### Dataset records
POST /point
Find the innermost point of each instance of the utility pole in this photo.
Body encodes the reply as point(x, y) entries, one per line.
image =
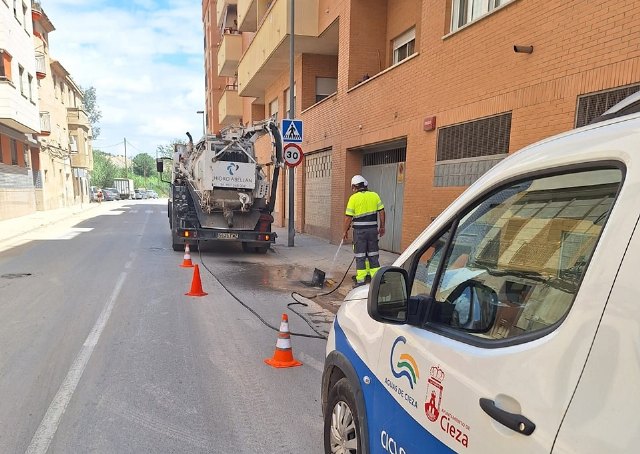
point(292, 115)
point(126, 172)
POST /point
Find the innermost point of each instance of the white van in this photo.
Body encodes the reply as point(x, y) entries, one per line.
point(512, 323)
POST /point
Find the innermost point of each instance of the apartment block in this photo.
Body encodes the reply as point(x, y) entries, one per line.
point(45, 134)
point(420, 97)
point(18, 109)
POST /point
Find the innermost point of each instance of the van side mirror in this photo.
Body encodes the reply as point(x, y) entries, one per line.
point(474, 307)
point(388, 301)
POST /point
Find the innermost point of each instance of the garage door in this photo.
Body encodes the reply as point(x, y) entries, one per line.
point(317, 193)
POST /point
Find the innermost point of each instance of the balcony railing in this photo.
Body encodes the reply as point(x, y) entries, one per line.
point(268, 53)
point(230, 106)
point(229, 54)
point(221, 8)
point(36, 10)
point(45, 123)
point(77, 117)
point(41, 66)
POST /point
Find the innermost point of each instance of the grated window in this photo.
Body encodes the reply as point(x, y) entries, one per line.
point(385, 157)
point(318, 165)
point(595, 104)
point(484, 137)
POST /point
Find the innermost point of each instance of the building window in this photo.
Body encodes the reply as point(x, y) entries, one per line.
point(595, 104)
point(5, 65)
point(21, 76)
point(25, 10)
point(14, 152)
point(287, 101)
point(466, 151)
point(273, 109)
point(30, 83)
point(464, 12)
point(325, 86)
point(404, 45)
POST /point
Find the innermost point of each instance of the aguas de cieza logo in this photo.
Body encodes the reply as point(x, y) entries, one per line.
point(404, 365)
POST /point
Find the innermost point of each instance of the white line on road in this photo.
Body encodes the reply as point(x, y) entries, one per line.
point(49, 425)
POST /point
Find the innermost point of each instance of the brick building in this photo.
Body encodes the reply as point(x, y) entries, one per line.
point(421, 97)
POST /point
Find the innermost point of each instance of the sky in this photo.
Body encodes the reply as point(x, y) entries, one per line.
point(145, 60)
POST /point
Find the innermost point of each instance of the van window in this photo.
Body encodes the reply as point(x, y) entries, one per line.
point(517, 258)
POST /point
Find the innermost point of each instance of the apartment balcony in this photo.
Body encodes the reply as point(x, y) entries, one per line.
point(36, 10)
point(221, 8)
point(229, 54)
point(268, 54)
point(41, 66)
point(77, 118)
point(80, 160)
point(230, 106)
point(45, 124)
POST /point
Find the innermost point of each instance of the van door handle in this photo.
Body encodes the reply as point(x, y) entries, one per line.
point(513, 421)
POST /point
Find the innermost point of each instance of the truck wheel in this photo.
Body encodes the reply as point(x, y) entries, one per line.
point(176, 246)
point(341, 424)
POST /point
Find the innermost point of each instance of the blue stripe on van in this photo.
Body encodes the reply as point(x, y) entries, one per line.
point(391, 428)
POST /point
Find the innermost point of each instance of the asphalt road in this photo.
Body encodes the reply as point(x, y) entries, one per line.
point(102, 352)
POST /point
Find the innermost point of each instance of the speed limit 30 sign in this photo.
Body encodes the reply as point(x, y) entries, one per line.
point(293, 154)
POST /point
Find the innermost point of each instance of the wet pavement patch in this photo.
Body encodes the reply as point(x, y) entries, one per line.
point(14, 275)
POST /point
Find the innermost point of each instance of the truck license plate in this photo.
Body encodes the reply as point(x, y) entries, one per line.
point(227, 236)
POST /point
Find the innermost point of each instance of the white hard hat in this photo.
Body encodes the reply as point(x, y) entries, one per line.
point(358, 179)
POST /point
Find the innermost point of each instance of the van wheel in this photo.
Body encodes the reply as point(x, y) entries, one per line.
point(341, 425)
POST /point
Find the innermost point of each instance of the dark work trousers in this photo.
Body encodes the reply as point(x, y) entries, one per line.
point(365, 246)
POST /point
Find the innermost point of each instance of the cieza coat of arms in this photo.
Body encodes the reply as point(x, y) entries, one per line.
point(434, 393)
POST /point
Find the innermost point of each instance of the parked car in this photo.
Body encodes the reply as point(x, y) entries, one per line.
point(510, 324)
point(108, 195)
point(114, 192)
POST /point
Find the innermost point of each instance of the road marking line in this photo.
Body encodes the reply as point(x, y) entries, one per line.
point(49, 425)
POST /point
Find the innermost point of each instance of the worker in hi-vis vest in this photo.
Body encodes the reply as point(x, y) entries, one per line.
point(362, 213)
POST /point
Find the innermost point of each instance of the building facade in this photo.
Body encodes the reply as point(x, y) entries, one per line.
point(45, 134)
point(420, 97)
point(18, 109)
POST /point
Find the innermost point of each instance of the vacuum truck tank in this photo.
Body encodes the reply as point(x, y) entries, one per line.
point(219, 192)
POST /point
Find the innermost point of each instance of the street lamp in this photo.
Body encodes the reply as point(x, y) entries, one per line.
point(203, 126)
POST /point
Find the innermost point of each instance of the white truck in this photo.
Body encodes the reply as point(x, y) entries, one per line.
point(510, 325)
point(219, 192)
point(124, 187)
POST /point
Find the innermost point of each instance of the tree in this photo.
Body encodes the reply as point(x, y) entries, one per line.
point(166, 151)
point(144, 165)
point(93, 111)
point(104, 171)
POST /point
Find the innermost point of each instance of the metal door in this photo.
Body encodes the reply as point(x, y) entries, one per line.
point(387, 179)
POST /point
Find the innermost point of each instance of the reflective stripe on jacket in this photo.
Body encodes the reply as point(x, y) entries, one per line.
point(363, 207)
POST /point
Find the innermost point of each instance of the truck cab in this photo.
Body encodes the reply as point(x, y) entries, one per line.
point(510, 323)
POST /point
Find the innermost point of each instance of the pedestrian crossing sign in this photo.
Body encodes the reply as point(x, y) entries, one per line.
point(292, 131)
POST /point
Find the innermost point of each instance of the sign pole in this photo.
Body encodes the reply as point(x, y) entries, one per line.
point(292, 115)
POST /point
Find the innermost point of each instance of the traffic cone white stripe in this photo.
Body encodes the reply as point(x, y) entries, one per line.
point(283, 343)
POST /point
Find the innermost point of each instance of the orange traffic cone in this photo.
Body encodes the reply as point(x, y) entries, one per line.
point(186, 261)
point(196, 284)
point(283, 356)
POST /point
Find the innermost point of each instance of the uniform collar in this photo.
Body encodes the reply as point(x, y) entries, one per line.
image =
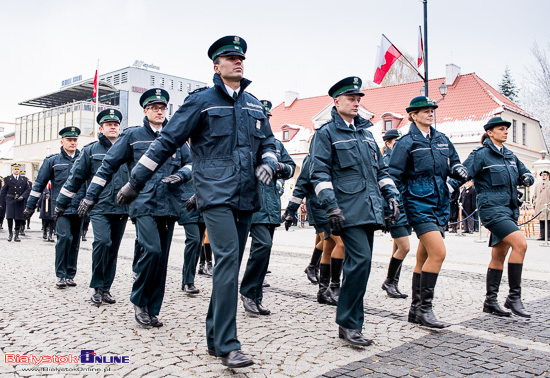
point(218, 82)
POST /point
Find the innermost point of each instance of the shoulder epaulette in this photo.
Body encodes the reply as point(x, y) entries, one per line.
point(198, 90)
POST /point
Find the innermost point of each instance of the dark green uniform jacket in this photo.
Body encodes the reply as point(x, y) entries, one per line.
point(84, 169)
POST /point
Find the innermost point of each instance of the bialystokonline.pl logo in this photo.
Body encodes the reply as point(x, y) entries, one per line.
point(87, 356)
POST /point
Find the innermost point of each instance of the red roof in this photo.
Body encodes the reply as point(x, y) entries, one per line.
point(469, 98)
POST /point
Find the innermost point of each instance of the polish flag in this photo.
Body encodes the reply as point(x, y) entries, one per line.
point(420, 47)
point(387, 55)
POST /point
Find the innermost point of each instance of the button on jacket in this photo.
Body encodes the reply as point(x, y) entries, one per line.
point(348, 171)
point(84, 168)
point(229, 138)
point(156, 198)
point(421, 166)
point(270, 213)
point(496, 177)
point(56, 168)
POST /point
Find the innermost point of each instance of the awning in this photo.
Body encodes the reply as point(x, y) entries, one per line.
point(80, 92)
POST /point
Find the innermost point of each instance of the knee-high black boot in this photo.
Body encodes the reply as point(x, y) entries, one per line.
point(491, 305)
point(324, 281)
point(312, 267)
point(424, 314)
point(513, 302)
point(415, 296)
point(335, 273)
point(392, 279)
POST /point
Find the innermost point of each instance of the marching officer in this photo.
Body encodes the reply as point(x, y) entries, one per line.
point(351, 182)
point(108, 219)
point(14, 192)
point(56, 168)
point(262, 228)
point(156, 210)
point(232, 147)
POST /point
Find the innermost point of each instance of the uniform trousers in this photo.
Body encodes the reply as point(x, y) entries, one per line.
point(67, 229)
point(358, 241)
point(258, 261)
point(227, 230)
point(194, 233)
point(154, 236)
point(108, 231)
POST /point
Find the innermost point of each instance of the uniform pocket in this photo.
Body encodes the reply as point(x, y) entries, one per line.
point(346, 152)
point(422, 187)
point(498, 176)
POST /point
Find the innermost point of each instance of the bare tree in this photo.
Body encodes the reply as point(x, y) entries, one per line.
point(536, 88)
point(401, 72)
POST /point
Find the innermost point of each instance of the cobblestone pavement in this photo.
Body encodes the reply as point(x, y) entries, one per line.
point(298, 339)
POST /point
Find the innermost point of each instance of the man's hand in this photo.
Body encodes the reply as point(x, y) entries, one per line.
point(287, 219)
point(172, 179)
point(462, 173)
point(126, 194)
point(394, 207)
point(27, 213)
point(526, 180)
point(191, 203)
point(264, 174)
point(336, 220)
point(57, 212)
point(84, 207)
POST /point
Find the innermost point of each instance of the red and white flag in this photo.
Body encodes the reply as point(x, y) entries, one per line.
point(95, 83)
point(420, 47)
point(387, 55)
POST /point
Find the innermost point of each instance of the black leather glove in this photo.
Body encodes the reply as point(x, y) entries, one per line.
point(462, 173)
point(526, 180)
point(394, 207)
point(27, 213)
point(191, 203)
point(336, 220)
point(57, 212)
point(126, 194)
point(84, 207)
point(172, 179)
point(287, 219)
point(264, 174)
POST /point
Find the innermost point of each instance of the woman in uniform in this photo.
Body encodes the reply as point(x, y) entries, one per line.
point(497, 172)
point(400, 230)
point(420, 163)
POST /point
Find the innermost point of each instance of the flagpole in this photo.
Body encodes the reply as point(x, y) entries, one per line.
point(96, 109)
point(404, 57)
point(425, 47)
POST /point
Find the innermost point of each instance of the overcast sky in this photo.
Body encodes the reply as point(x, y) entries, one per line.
point(298, 45)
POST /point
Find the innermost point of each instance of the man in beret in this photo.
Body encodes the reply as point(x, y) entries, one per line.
point(56, 168)
point(14, 193)
point(352, 183)
point(157, 208)
point(233, 150)
point(108, 218)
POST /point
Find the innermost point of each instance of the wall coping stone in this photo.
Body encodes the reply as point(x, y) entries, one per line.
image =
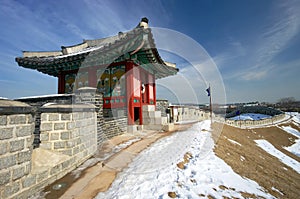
point(68, 108)
point(10, 107)
point(43, 97)
point(85, 90)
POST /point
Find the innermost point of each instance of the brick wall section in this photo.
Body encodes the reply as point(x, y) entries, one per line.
point(251, 123)
point(16, 137)
point(37, 103)
point(70, 130)
point(162, 106)
point(67, 125)
point(107, 127)
point(114, 127)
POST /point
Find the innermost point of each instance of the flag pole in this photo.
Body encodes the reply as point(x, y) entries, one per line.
point(210, 104)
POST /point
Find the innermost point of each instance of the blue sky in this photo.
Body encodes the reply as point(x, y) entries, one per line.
point(254, 44)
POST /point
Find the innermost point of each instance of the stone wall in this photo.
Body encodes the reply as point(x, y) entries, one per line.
point(69, 129)
point(16, 137)
point(68, 139)
point(107, 127)
point(255, 109)
point(253, 123)
point(114, 127)
point(37, 102)
point(188, 113)
point(162, 106)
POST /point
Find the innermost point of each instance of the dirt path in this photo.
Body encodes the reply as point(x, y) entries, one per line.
point(99, 177)
point(249, 160)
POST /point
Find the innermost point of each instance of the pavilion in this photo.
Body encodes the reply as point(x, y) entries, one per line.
point(123, 67)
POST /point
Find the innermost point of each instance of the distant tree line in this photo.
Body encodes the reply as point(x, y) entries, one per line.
point(288, 104)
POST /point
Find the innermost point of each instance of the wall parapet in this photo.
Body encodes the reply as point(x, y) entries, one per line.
point(253, 123)
point(16, 137)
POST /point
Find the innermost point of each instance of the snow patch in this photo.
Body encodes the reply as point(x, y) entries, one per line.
point(250, 116)
point(234, 142)
point(269, 148)
point(154, 172)
point(295, 148)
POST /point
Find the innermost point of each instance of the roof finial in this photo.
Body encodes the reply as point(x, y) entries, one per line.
point(144, 22)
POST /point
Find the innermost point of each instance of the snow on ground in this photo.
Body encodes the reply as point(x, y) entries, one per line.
point(154, 172)
point(250, 116)
point(295, 148)
point(233, 141)
point(92, 161)
point(296, 116)
point(269, 148)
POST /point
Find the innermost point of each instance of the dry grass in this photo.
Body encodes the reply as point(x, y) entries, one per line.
point(251, 161)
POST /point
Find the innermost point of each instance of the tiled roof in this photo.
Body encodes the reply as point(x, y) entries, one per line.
point(137, 44)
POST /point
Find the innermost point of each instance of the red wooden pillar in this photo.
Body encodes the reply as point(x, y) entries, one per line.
point(93, 77)
point(154, 91)
point(141, 96)
point(61, 83)
point(129, 92)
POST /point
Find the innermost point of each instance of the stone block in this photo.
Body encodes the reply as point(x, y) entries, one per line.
point(18, 172)
point(76, 150)
point(3, 120)
point(4, 177)
point(44, 136)
point(59, 126)
point(68, 152)
point(6, 133)
point(17, 145)
point(11, 189)
point(54, 136)
point(46, 127)
point(164, 120)
point(17, 119)
point(44, 117)
point(70, 125)
point(27, 167)
point(56, 169)
point(66, 116)
point(7, 161)
point(29, 119)
point(59, 145)
point(25, 130)
point(23, 157)
point(132, 128)
point(148, 108)
point(3, 148)
point(65, 135)
point(53, 117)
point(46, 145)
point(42, 176)
point(29, 181)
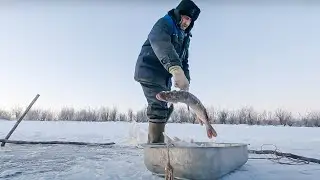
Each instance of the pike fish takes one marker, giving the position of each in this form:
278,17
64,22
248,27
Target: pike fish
193,102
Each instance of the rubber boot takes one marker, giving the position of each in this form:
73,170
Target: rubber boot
155,132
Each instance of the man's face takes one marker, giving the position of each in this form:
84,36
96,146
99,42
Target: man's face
185,22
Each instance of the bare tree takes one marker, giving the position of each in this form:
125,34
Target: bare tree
223,116
66,114
104,114
4,115
130,115
283,116
113,114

### Your instructions
Copy the entries word for word, starting at their first line and ending at the line that contains "point(512, 323)", with both of those lines included. Leave the pictures out of your copy.

### Task answer
POST /point
Find the innermost point of each instance of the utility pole in this photo.
Body encodes the reply as point(x, y) entries, one per line.
image =
point(292, 115)
point(126, 172)
POST /point
Find the innermost point of each instance of the white van in this photo.
Body encodes the reply as point(x, y) entries, one per line.
point(512, 323)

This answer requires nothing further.